INPUT DATA »

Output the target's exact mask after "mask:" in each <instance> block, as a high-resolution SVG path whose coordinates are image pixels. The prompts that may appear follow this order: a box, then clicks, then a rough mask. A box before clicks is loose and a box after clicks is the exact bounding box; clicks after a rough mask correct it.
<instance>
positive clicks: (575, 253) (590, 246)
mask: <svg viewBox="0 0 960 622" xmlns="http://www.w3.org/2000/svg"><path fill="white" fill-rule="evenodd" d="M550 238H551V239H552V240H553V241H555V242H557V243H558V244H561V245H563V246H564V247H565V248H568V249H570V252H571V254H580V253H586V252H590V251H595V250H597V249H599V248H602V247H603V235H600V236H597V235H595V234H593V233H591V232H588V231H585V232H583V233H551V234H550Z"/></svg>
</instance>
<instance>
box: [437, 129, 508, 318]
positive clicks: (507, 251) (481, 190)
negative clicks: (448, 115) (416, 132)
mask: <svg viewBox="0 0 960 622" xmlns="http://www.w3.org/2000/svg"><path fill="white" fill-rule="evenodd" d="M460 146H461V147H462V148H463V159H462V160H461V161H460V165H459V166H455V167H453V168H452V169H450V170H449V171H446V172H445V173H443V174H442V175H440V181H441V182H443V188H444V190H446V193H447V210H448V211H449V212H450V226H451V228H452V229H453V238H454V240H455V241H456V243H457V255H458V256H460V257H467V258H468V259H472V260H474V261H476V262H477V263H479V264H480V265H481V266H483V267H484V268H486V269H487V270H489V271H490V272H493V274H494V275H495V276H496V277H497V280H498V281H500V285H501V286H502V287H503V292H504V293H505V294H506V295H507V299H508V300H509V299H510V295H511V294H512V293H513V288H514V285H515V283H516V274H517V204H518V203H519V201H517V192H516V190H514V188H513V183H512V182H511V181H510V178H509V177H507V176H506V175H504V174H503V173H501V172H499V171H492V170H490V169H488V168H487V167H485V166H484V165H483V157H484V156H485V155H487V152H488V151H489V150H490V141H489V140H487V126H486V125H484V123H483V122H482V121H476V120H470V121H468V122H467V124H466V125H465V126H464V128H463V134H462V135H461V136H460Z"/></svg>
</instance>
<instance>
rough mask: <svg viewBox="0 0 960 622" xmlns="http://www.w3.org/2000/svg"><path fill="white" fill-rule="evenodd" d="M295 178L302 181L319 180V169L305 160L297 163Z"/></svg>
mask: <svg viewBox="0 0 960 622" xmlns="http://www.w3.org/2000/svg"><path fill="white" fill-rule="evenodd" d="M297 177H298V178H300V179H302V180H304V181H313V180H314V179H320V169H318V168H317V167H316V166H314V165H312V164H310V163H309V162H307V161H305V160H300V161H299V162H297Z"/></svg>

WORK TO BE COMPLETED » The full set of records should be duplicated exactly.

SOLUTION TO THE EXERCISE »
Output the target's exact mask after "mask:" in each <instance> block, as a high-resolution SVG path whose coordinates are image pixels. The prompts that may appear follow this order: a box, then clicks, then a rough mask. A box before clicks is loose and a box after clicks is the exact bounding box; clicks after a rough mask correct it.
<instance>
positive clicks: (575, 253) (590, 246)
mask: <svg viewBox="0 0 960 622" xmlns="http://www.w3.org/2000/svg"><path fill="white" fill-rule="evenodd" d="M550 238H551V239H552V240H553V241H555V242H557V243H558V244H561V245H563V246H564V247H565V248H568V249H570V252H571V254H580V253H586V252H590V251H595V250H597V249H599V248H602V247H603V235H600V236H597V235H595V234H593V233H591V232H588V231H585V232H583V233H551V234H550Z"/></svg>
</instance>
<instance>
box: [437, 129, 508, 318]
positive clicks: (507, 251) (481, 190)
negative clicks: (448, 115) (416, 132)
mask: <svg viewBox="0 0 960 622" xmlns="http://www.w3.org/2000/svg"><path fill="white" fill-rule="evenodd" d="M460 146H461V147H462V148H463V159H462V160H461V161H460V165H459V166H455V167H453V168H452V169H450V170H449V171H446V172H445V173H443V174H442V175H440V181H441V182H443V188H444V190H446V193H447V210H448V211H449V212H450V226H451V228H452V229H453V238H454V240H455V241H456V243H457V255H458V256H460V257H467V258H468V259H472V260H474V261H476V262H477V263H479V264H480V265H481V266H483V267H484V268H486V269H487V270H489V271H490V272H493V274H494V275H495V276H496V277H497V280H498V281H500V285H501V286H502V287H503V292H504V293H505V294H506V295H507V299H508V300H509V299H510V295H511V294H512V293H513V288H514V285H515V283H516V274H517V204H518V203H519V201H517V192H516V190H514V188H513V183H512V182H511V181H510V178H509V177H507V176H506V175H504V174H503V173H501V172H499V171H492V170H490V169H488V168H487V167H485V166H484V165H483V157H484V156H485V155H487V152H488V151H489V150H490V141H489V140H487V126H486V125H484V123H483V122H482V121H476V120H470V121H468V122H467V124H466V125H465V126H464V128H463V134H462V135H461V136H460Z"/></svg>
</instance>
<instance>
rough mask: <svg viewBox="0 0 960 622" xmlns="http://www.w3.org/2000/svg"><path fill="white" fill-rule="evenodd" d="M295 178L302 181L319 180V169L305 160L297 163Z"/></svg>
mask: <svg viewBox="0 0 960 622" xmlns="http://www.w3.org/2000/svg"><path fill="white" fill-rule="evenodd" d="M297 177H298V178H300V179H302V180H304V181H313V180H314V179H320V169H318V168H317V167H316V166H314V165H312V164H310V163H309V162H307V161H305V160H300V161H299V162H297Z"/></svg>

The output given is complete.